» EXERCISE REQUIREMENTS:
In the article about AI telling correlation from causation, what did the AI conclude about breast tumor perimeter and texture?

New AI Can Reliably Spot When Correlation Really Does Mean Causation

AI Establishing Causation From Correlation

This is an illustrative diagram giving an example of how artificial intelligence tackles establishing causation from correlation. Credit: Dr Ciaran Lee (2020)

AI can merge overlapping and incomplete medical datasets and then determine which variables are causative, giving new possibilities for old data; scientists at Babylon demonstrated the potential of the AI on data from tumors and protein structures.

A new Artificial Intelligence (AI) has allowed AI researchers, for the first time, to demonstrate a useful and reliable way of sifting through masses of correlating data to spot when correlation means causation. By fusing old, overlapping and incomplete datasets this new method, inspired by quantum cryptography, paves the way for researchers to glean the results of medical trials that would otherwise be too expensive, difficult or unethical to run. The research is being published at the prestigious and peer-reviewed Association for Advancement of Artificial Intelligence (AAAI) conference in New York.

Dr. Saurabh Johri, Chief Science Officer at Babylon, said: “Until now, we have been limited to piecing together answers from studies that needed to capture all the data really neatly. But when we’ve seen a correlation between obesity and low vitamin D in one study, and obesity and heart failure in another, we have not been able to say whether vitamin D has a causal role in heart failure without doing another, hugely expensive clinical trial. Now we can put the pieces of the jigsaw together.”

Dr. Ciarán Lee, Senior Research Scientist at Babylon and Honorary Senior Research Associate at University College London, explained “Scientists have it hammered into them that correlation does not mean causation; ice-cream sales don’t cause sunburn despite rates of both shooting up during the summer. To find the exact cause of sunburn we whittle down or control as many variables as possible. Then when our datasets show that a change in sun exposure matches a change in sunburn, we can be confident the sun exposure was the causative variable. The problem is the real world is rarely neat and tidy and it can be really hard to control all the variables and work out which is causative.”

Scientists started looking for other ways to help spot causative variables. A theory born from physics suggests that everything becomes more disordered and complicated with time, so a cause should be less disordered and complex than its effect. Dr Lee said “If you take your dataset and give each of the variables a complexity rating you can work backwards and spot which one is the cause. But that just helps for that one dataset – we wanted to see if there was a way of combining datasets, ones with gaps or where researchers were asking different questions to what they’re interested in now. That could be a game-changer.”

Dr. Lee was inspired by quantum cryptography. The strange laws of quantum physics mean that two users can send a message and then use a mathematical formula to prove whether someone else is eavesdropping on their conversation. Dr Lee realized that datasets could work in a similar way, but thinking of a potential causative variable from another dataset as the eavesdropper. “If one dataset shows us that obesity causes heart disease, and another shows vitamin D causes obesity we can use a mathematical formula to prove whether vitamin D causes obesity or not. This is what our AI is doing.”

“We combined multiple correlating variables from incomplete medical datasets and showed, with a high degree of confidence, which correlations mean causation” said Dr. Lee. “I am genuinely excited at what this AI can do. This obviously isn’t a magic wand that will give us all the answers but there are so many studies with missing data, where researchers wish they had tested for something else and could combine it with a study someone else had done, or had thought to ask their questions in a different way. Now they can. Whether it’s the effectiveness of cancer drugs, impact of statins or antidepressants, pesticides or air pollution, the AI should be able to cope with it all.”

The researchers tested the AI on breast cancer and protein-signaling datasets, along with synthetic datasets that were designed to be particularly complex. In each case, the AI found the causative variable. In one case it assessed two separate breast tumor datasets, one measuring the perimeter of a breast tumor and the other its texture, and correctly reported that neither caused the other – instead they were both caused by whether the tumor was malignant or benign. Similarly, the AI also determined the signaling structure between two collections of proteins, even whilst missing joint data from a number of the proteins in each dataset.

The algorithm used in the research is available in the paper and on the open access site arXiv so that scientists across the world can use it to reassess overlapping and incomplete datasets. The datasets that were tested are all open-access so that other scientists can verify the research.

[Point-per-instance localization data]
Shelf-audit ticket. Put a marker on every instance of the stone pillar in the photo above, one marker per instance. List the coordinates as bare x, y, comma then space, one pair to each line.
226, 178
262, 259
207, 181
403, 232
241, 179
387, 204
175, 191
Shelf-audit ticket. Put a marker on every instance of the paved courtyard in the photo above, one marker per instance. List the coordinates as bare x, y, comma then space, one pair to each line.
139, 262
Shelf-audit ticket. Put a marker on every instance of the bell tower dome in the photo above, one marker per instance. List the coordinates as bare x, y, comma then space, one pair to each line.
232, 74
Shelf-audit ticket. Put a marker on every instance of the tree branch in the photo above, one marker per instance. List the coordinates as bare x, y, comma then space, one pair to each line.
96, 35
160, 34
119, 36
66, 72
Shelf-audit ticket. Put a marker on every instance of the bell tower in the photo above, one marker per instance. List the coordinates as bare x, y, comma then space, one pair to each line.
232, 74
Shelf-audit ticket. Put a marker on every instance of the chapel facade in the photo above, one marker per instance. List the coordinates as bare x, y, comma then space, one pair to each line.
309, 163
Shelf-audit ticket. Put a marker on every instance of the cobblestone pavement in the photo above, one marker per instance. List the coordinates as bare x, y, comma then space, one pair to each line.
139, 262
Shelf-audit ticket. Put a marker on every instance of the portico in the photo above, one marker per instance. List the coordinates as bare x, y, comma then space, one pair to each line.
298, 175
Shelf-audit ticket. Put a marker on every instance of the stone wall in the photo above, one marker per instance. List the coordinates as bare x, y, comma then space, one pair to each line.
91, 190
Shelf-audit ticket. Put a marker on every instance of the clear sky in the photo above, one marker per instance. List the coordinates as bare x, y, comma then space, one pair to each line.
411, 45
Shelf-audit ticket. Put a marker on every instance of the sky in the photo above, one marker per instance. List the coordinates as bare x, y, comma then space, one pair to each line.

* * *

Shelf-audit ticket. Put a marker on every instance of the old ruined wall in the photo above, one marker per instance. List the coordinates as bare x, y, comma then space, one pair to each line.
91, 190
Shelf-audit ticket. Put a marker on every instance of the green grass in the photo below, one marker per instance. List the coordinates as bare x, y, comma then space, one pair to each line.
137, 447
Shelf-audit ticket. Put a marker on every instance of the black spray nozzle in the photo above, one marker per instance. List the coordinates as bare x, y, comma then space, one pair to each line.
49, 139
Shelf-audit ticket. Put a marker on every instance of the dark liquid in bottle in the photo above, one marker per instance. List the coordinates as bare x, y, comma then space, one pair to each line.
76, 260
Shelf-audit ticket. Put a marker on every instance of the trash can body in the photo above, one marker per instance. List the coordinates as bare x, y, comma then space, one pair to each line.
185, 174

» SOLUTION TO THE PROBLEM:
Neither caused the other; both were caused by whether the tumor was malignant or benign.